===== INPUT DATA
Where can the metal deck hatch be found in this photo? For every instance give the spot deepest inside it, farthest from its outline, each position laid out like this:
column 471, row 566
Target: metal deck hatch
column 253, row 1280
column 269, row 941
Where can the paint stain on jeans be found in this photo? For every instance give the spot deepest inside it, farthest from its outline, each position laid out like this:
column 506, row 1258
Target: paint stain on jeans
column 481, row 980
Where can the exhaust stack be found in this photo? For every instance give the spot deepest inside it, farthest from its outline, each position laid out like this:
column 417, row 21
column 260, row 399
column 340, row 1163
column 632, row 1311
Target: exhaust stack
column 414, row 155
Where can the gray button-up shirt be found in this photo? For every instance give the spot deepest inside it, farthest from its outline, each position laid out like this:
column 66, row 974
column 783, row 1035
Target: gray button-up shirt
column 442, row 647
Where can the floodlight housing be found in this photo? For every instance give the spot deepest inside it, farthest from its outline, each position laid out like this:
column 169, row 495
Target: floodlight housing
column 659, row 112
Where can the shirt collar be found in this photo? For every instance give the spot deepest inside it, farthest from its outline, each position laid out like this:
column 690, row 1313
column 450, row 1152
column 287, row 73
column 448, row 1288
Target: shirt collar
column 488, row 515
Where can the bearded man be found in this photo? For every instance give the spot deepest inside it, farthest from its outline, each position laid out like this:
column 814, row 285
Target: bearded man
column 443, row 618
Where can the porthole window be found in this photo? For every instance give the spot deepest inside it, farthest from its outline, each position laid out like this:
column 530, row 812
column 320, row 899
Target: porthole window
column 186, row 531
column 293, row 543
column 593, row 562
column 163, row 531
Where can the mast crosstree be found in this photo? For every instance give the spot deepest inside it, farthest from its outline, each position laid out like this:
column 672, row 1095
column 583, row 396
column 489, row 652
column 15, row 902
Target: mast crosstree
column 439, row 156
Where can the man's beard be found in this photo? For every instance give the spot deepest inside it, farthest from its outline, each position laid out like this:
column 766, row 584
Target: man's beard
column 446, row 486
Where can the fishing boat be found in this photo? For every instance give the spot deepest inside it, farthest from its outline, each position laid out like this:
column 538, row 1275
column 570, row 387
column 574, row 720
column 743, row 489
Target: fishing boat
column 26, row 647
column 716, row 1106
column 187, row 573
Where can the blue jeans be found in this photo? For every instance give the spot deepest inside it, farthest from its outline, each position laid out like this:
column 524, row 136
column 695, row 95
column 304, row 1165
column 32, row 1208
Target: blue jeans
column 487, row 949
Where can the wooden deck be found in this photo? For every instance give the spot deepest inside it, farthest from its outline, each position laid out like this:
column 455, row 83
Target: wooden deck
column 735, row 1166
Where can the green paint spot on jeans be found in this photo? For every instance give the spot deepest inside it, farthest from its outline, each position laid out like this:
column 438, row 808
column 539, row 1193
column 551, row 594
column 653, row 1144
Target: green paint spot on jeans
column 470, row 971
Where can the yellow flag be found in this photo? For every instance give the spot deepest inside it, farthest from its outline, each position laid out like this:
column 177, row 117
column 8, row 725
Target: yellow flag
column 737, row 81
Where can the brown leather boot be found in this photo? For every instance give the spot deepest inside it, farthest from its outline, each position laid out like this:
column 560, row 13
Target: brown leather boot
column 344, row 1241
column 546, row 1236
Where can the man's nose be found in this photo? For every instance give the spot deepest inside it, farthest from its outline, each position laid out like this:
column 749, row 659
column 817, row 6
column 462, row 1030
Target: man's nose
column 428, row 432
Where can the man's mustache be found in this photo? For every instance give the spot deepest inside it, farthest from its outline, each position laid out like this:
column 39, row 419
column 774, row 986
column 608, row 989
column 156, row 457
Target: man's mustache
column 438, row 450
==========
YOUR ASSIGNMENT: The task requires an exact transcription of all the data.

OUTPUT OF THE EXERCISE:
Where can the metal deck hatch be found in this photo? For every instance give the spot deepest inside it, farthest from its outline, each position laid out like this:
column 471, row 566
Target: metal deck hatch
column 253, row 1280
column 269, row 941
Where can the paint stain on jeans be found in this photo? For every instance give the spot deepest inside it, farthest from its outline, each position laid out like this:
column 506, row 1258
Target: paint stain on jeans
column 481, row 980
Where can the exhaust stack be found in this photo? For every instance give the spot deepest inside it, farthest from its outline, each position laid out like this:
column 417, row 21
column 260, row 399
column 340, row 1163
column 632, row 1311
Target: exhaust stack
column 414, row 155
Where can the gray button-up shirt be found in this photo? For every instance give the spot deepest inside it, farthest from its outline, each position laid out like this:
column 66, row 974
column 783, row 1035
Target: gray button-up shirt
column 442, row 647
Where can the floodlight housing be found in this photo? For every instance give the spot deepest inside it, farthest from its outline, each position laid out like this:
column 169, row 495
Target: floodlight housing
column 659, row 112
Where can the shirt collar be found in this photo? For every instance give the spot deepest inside it, farthest from its outline, each position laid out like this:
column 690, row 1313
column 450, row 1152
column 287, row 73
column 448, row 1288
Target: shirt collar
column 488, row 515
Where can the bearded man be found in this photo? For every instance give the spot deepest inside it, farthest from its outline, each position laid out like this:
column 814, row 285
Target: bearded man
column 443, row 618
Where can the porthole window be found in this photo? For every instance give the spot deepest inside it, farthest from its outline, each position laid out like this:
column 530, row 812
column 320, row 899
Target: porthole window
column 186, row 531
column 293, row 543
column 593, row 562
column 163, row 531
Where can the mast crosstree be found in this photo? For every instance give the spot deepest inside it, farthest from its outline, each position laid out like this:
column 672, row 1095
column 583, row 396
column 489, row 652
column 15, row 902
Target: mast crosstree
column 439, row 156
Where can the man's beard be found in this photo? For every instance give the spot deepest inside it, farthest from its outline, each position laid out like this:
column 766, row 584
Target: man's beard
column 446, row 486
Where can the fishing boat be found in this photo? For every instance give the spot deepest inside it, farthest from its outline, each position laid out like this:
column 538, row 1275
column 570, row 387
column 574, row 720
column 743, row 489
Target: fishing boat
column 26, row 647
column 716, row 1106
column 187, row 573
Where can the blue jeans be found in this photo? For every instance give the spot deepest inside it, farthest from its outline, each position laid out like this:
column 524, row 136
column 695, row 95
column 304, row 1165
column 32, row 1208
Target: blue jeans
column 487, row 949
Where can the wooden deck be found in this photo? For every instance give the spot deepest inside it, farthest from its outline, each position laid out like this:
column 455, row 83
Target: wooden deck
column 735, row 1166
Where can the green paint spot on jeans be found in this photo? For every instance give the spot deepest inside it, farthest from its outline, each position laid out like this:
column 438, row 808
column 539, row 1193
column 551, row 594
column 653, row 1144
Target: green paint spot on jeans
column 470, row 971
Where can the yellow flag be found in this photo? For every instance give the spot deepest inside it, farthest from its outline, each position laid out like this:
column 177, row 117
column 8, row 725
Target: yellow flag
column 737, row 81
Where can the brown leather boot be found in this photo? For every instance give the spot deepest inside it, farthest from its outline, each position laid out like this:
column 560, row 13
Target: brown leather boot
column 344, row 1241
column 546, row 1236
Where can the man's nose be found in this photo? For every instance give the spot deepest inside it, farthest from its outline, each position laid out like this:
column 749, row 659
column 817, row 6
column 462, row 1030
Target: man's nose
column 428, row 432
Where can the man's mustache be found in this photo? For every instance give the spot deepest inside it, farthest from its outline, each position laid out like this:
column 39, row 419
column 774, row 986
column 608, row 989
column 156, row 457
Target: man's mustache
column 438, row 450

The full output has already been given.